*What you will do*.
Retype everything from the line containing "of the potted" down to the line containing "250 71 L 256", both included, with no changes to the characters.

*Material provided*.

##############################

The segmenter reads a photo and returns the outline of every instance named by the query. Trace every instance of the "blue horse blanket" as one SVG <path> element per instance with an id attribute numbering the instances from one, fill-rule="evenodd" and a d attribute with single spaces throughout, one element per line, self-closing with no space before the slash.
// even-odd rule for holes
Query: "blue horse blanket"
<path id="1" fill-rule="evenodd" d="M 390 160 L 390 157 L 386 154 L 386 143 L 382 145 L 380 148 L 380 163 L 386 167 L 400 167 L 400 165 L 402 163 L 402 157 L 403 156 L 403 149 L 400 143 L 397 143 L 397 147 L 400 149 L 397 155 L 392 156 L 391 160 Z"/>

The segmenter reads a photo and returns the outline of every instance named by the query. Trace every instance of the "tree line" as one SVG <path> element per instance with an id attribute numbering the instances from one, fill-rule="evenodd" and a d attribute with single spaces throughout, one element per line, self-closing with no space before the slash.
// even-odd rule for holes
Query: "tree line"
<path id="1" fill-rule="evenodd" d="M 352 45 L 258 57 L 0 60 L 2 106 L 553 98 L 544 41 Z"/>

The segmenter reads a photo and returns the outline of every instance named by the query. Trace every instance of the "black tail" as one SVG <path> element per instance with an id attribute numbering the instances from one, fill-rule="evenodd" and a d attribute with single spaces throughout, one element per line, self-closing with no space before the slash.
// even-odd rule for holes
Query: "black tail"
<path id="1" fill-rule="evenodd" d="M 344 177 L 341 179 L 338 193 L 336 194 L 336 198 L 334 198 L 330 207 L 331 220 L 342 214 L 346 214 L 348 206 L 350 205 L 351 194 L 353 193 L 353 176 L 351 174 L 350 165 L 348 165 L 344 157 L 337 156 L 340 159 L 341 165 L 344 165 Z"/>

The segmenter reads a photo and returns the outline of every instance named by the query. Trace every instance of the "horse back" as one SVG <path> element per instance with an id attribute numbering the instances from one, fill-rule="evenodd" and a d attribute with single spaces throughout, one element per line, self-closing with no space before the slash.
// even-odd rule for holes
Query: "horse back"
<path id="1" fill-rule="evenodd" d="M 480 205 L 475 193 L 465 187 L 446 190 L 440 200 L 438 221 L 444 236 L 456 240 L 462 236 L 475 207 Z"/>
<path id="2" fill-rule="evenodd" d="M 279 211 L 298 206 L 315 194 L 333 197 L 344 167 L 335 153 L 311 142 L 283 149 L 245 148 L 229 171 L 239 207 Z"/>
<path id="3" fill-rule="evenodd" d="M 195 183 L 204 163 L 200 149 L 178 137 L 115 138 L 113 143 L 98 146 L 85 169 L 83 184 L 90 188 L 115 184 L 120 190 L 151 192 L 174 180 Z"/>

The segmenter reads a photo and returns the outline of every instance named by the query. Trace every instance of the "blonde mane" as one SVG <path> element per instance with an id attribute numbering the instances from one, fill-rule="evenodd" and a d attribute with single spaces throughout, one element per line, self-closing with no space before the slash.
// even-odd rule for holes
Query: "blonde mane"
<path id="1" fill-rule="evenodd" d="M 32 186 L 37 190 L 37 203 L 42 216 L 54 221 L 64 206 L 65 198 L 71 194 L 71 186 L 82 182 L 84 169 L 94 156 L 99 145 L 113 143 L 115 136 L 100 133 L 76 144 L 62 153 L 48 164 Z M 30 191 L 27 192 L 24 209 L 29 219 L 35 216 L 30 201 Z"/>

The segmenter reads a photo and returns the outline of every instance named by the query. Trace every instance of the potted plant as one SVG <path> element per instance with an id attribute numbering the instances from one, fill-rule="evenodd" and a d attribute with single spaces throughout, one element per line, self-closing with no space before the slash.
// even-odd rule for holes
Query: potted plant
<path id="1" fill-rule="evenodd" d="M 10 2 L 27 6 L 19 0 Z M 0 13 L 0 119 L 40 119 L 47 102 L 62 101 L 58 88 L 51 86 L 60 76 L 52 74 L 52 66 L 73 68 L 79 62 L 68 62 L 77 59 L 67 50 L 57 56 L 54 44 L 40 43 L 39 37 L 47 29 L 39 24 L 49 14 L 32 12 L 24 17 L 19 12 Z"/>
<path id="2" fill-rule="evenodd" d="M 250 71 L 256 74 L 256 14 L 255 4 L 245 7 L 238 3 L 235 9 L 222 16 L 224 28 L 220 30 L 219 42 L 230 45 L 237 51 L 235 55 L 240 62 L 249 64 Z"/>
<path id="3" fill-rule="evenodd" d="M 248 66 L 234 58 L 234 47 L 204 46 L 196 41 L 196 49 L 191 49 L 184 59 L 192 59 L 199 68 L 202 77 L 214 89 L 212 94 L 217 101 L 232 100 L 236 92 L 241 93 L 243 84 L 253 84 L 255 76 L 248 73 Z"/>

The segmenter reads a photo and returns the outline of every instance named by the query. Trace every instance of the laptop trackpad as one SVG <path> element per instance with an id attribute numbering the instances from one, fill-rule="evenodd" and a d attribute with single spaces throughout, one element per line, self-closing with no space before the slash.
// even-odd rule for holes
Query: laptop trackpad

##############################

*Solution to this exercise*.
The segmenter reads a photo and returns the outline of every instance named by the query. Trace every instance of the potted plant as one SVG <path> element per instance with an id attribute numbering the instances from one, fill-rule="evenodd" and a d attribute with single spaces throughout, one element per line, self-closing with no space before the slash.
// even-odd rule for holes
Query: potted plant
<path id="1" fill-rule="evenodd" d="M 10 2 L 27 6 L 19 0 Z M 0 13 L 0 119 L 40 119 L 47 102 L 62 101 L 58 88 L 51 86 L 60 76 L 52 74 L 52 66 L 73 68 L 79 62 L 68 62 L 77 59 L 67 50 L 57 56 L 54 44 L 40 43 L 39 37 L 47 29 L 39 24 L 49 14 L 32 12 L 24 17 L 19 12 Z"/>
<path id="2" fill-rule="evenodd" d="M 250 71 L 256 74 L 256 14 L 255 4 L 245 7 L 238 3 L 235 9 L 222 16 L 224 28 L 220 30 L 219 42 L 230 45 L 237 51 L 235 55 L 240 62 L 249 64 Z"/>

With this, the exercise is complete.